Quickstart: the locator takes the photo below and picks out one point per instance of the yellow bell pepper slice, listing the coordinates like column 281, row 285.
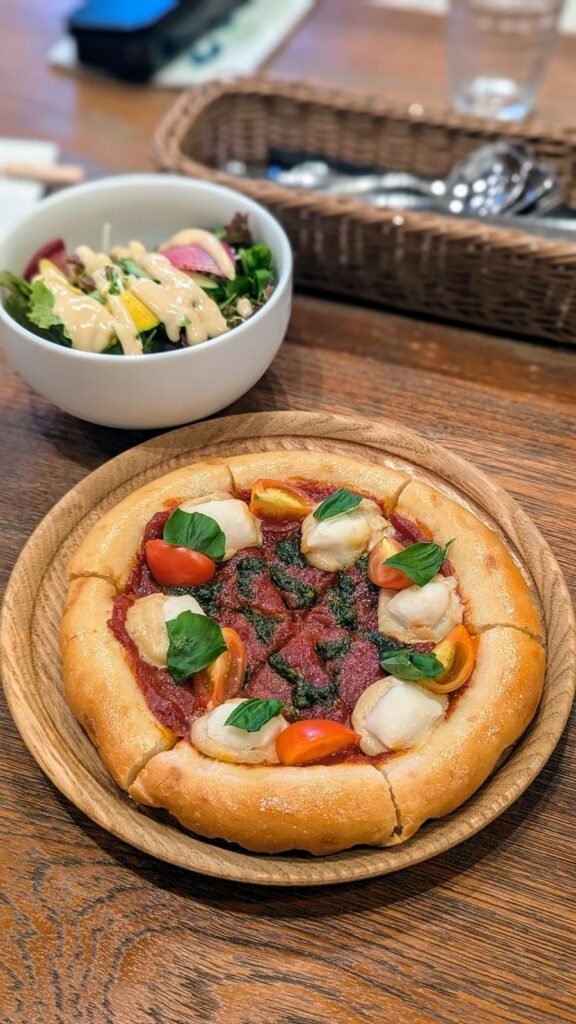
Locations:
column 144, row 317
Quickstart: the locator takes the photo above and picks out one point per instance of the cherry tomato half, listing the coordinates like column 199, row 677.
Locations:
column 457, row 651
column 386, row 576
column 174, row 566
column 312, row 739
column 222, row 679
column 280, row 501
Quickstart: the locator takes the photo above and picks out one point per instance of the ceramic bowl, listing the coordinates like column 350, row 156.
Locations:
column 161, row 389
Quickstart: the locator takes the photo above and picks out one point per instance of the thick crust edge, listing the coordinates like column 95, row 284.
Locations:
column 321, row 809
column 100, row 687
column 380, row 481
column 110, row 548
column 464, row 749
column 492, row 586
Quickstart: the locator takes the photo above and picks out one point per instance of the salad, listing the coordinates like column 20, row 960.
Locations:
column 128, row 300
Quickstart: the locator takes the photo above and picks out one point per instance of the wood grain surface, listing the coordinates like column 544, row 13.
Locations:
column 92, row 931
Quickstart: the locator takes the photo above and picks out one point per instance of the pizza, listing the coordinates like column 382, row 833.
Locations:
column 298, row 650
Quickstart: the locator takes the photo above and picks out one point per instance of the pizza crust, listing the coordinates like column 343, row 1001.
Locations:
column 491, row 715
column 491, row 585
column 377, row 481
column 321, row 809
column 100, row 687
column 317, row 808
column 110, row 548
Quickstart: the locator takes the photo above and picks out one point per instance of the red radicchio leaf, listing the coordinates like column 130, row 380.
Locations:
column 54, row 251
column 195, row 258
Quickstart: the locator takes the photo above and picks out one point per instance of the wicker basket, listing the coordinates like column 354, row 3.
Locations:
column 452, row 268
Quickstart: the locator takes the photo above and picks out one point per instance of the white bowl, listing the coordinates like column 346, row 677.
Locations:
column 162, row 389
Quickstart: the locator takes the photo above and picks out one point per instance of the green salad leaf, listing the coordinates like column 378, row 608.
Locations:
column 41, row 306
column 254, row 275
column 33, row 307
column 17, row 296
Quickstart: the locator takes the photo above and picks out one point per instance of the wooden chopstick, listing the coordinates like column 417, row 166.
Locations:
column 48, row 174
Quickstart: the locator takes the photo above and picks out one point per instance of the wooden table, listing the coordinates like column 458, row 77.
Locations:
column 91, row 930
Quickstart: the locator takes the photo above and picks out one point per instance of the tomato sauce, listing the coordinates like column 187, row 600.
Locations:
column 174, row 705
column 140, row 581
column 304, row 630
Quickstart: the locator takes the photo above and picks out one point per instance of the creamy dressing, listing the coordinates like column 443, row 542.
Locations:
column 126, row 330
column 206, row 241
column 124, row 327
column 88, row 325
column 174, row 297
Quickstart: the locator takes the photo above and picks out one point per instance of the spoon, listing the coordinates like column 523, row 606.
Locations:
column 489, row 180
column 495, row 178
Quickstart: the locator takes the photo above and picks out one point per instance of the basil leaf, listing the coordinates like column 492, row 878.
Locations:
column 195, row 641
column 341, row 501
column 410, row 665
column 253, row 714
column 196, row 530
column 420, row 561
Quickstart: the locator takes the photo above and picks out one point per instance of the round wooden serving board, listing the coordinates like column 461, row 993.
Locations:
column 34, row 601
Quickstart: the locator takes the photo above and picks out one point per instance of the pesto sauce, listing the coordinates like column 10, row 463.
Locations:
column 264, row 626
column 340, row 602
column 247, row 568
column 304, row 694
column 330, row 649
column 363, row 566
column 288, row 551
column 305, row 594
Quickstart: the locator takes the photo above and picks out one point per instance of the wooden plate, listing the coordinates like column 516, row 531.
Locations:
column 35, row 596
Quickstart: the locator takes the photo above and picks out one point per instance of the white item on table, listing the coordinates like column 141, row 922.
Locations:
column 159, row 389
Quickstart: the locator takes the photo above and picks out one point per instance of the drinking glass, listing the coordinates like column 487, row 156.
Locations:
column 497, row 51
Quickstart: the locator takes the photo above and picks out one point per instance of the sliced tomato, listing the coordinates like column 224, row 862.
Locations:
column 280, row 501
column 312, row 739
column 457, row 651
column 223, row 678
column 386, row 576
column 174, row 566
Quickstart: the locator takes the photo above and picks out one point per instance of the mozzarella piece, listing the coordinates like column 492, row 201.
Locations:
column 240, row 527
column 225, row 742
column 173, row 606
column 426, row 612
column 146, row 624
column 393, row 715
column 333, row 544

..............................

Work item -> Since only part of the listing is wanted, copy exactly the lines from the one holding "350, row 156." to the one holding "95, row 284.", both included.

Completed task ->
Quickstart: the locator takes the photo above and picks out one point per instance of the ceramic bowl, listing the coordinates like column 350, row 156.
Locations:
column 161, row 389
Quickstart: the locator takes the photo above and picks out one point per instance of the thick crust edge, listing the coordinates like column 95, row 284.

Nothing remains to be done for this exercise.